» REQUIRED WORK:
Return, exactly, the line that contains "where? man wearing black cap" together with all lines after it to the end of the entries, and no further lines.

[Coordinate annotation entries]
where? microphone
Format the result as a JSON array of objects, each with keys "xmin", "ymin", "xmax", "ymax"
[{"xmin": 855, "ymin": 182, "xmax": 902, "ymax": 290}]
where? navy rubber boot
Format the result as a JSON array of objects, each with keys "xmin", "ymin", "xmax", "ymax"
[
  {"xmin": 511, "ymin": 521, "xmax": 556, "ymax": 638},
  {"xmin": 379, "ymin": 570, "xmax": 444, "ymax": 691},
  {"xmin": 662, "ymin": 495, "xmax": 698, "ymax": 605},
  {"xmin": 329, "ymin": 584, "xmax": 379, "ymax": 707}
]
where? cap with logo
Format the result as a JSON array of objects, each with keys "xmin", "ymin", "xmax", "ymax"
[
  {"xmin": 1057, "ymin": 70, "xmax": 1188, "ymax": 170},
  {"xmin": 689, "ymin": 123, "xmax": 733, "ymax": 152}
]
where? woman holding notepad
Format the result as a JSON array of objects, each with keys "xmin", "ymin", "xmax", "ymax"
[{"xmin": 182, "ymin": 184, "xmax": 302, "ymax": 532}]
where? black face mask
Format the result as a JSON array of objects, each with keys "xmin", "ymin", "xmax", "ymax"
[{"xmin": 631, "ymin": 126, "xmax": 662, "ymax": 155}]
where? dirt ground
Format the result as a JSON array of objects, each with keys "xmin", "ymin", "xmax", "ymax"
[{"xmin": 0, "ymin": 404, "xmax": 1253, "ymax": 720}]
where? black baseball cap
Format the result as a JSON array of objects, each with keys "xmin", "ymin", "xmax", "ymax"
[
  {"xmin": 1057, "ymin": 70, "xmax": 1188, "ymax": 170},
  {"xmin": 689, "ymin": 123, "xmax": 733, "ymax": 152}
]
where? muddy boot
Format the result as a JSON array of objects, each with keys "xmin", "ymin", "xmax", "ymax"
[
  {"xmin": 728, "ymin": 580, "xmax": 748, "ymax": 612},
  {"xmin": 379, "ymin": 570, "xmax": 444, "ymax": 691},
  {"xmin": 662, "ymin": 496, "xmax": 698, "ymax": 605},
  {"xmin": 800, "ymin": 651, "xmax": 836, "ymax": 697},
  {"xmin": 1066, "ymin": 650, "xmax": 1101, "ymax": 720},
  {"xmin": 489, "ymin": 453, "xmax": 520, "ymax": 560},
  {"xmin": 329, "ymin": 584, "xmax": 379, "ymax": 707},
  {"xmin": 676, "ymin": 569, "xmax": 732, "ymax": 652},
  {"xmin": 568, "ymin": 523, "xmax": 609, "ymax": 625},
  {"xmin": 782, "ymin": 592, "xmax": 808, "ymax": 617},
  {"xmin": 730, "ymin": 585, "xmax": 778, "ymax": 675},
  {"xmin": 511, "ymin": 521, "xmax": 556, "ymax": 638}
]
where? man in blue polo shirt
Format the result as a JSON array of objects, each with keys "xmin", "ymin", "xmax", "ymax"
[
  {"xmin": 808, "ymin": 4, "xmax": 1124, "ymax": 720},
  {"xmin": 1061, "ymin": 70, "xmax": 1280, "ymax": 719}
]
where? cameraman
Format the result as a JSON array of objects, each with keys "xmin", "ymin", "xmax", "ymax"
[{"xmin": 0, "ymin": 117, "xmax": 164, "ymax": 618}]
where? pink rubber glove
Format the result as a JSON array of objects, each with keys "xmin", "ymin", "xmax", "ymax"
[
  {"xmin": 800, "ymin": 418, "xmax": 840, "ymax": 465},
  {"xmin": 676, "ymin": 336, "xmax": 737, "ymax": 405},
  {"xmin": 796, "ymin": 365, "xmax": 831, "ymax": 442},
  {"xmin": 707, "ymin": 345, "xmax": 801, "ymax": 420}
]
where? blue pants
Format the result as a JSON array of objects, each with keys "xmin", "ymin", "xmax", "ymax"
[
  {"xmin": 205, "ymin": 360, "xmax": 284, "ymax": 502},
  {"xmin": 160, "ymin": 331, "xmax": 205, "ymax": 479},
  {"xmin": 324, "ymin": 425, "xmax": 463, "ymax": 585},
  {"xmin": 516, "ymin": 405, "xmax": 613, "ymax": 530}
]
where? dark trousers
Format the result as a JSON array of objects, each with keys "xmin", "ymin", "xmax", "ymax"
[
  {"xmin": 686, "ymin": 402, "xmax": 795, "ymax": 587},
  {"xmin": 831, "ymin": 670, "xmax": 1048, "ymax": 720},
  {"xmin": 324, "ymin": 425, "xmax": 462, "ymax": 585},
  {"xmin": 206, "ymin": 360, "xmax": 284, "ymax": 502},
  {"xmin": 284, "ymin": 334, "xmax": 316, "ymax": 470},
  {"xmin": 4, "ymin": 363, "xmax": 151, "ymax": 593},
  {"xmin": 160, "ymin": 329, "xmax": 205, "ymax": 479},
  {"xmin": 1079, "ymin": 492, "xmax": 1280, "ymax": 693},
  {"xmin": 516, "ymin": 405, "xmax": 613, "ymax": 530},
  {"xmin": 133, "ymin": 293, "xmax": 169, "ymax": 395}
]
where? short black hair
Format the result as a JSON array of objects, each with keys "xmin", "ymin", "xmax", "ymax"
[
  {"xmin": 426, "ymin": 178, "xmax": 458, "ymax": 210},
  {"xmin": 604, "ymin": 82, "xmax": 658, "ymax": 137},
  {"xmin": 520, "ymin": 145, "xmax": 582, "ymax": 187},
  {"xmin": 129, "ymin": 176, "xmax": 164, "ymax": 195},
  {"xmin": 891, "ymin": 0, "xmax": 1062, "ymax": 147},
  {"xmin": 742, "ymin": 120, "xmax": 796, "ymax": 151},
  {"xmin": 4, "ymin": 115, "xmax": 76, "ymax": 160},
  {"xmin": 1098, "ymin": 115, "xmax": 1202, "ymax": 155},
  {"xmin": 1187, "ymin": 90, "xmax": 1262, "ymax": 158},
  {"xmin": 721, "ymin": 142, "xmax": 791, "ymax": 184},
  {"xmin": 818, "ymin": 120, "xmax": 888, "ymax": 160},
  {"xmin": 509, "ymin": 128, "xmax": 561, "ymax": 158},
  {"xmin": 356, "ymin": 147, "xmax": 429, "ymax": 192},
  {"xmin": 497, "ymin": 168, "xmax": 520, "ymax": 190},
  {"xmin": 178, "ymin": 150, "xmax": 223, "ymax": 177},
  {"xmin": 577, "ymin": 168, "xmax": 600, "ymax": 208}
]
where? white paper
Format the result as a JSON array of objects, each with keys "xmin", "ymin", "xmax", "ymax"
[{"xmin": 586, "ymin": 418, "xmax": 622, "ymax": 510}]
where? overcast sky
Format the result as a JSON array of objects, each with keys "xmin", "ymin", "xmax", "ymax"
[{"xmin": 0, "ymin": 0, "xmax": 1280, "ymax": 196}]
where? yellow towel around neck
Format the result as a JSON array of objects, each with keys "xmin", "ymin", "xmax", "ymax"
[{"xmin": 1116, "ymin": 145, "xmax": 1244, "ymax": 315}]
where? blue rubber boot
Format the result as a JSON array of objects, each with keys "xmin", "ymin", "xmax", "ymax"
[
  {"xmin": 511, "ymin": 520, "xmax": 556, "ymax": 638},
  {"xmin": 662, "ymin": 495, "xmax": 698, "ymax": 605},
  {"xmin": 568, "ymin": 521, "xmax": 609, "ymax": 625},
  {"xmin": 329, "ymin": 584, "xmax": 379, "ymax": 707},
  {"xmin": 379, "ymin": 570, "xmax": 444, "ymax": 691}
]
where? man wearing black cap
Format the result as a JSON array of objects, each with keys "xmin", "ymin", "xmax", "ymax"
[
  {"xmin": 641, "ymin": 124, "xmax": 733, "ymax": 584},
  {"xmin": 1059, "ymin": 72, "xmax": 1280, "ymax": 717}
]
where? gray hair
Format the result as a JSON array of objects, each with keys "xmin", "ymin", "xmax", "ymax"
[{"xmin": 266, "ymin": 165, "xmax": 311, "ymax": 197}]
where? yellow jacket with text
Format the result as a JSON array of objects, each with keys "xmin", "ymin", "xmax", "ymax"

» EXERCISE ANSWER:
where? man wearing black cap
Format the result as a JSON array of objects, each with keys "xmin", "ymin", "xmax", "ymax"
[
  {"xmin": 641, "ymin": 124, "xmax": 733, "ymax": 584},
  {"xmin": 1059, "ymin": 72, "xmax": 1280, "ymax": 717}
]
where? gray hair
Format the result as a JSON array of objects, each with keys "xmin", "ymin", "xmax", "ymax"
[{"xmin": 266, "ymin": 165, "xmax": 311, "ymax": 197}]
where? yellow jacket with text
Format the result as a JSON array of objects, each with keys "xmin", "ymin", "xmax", "ymax"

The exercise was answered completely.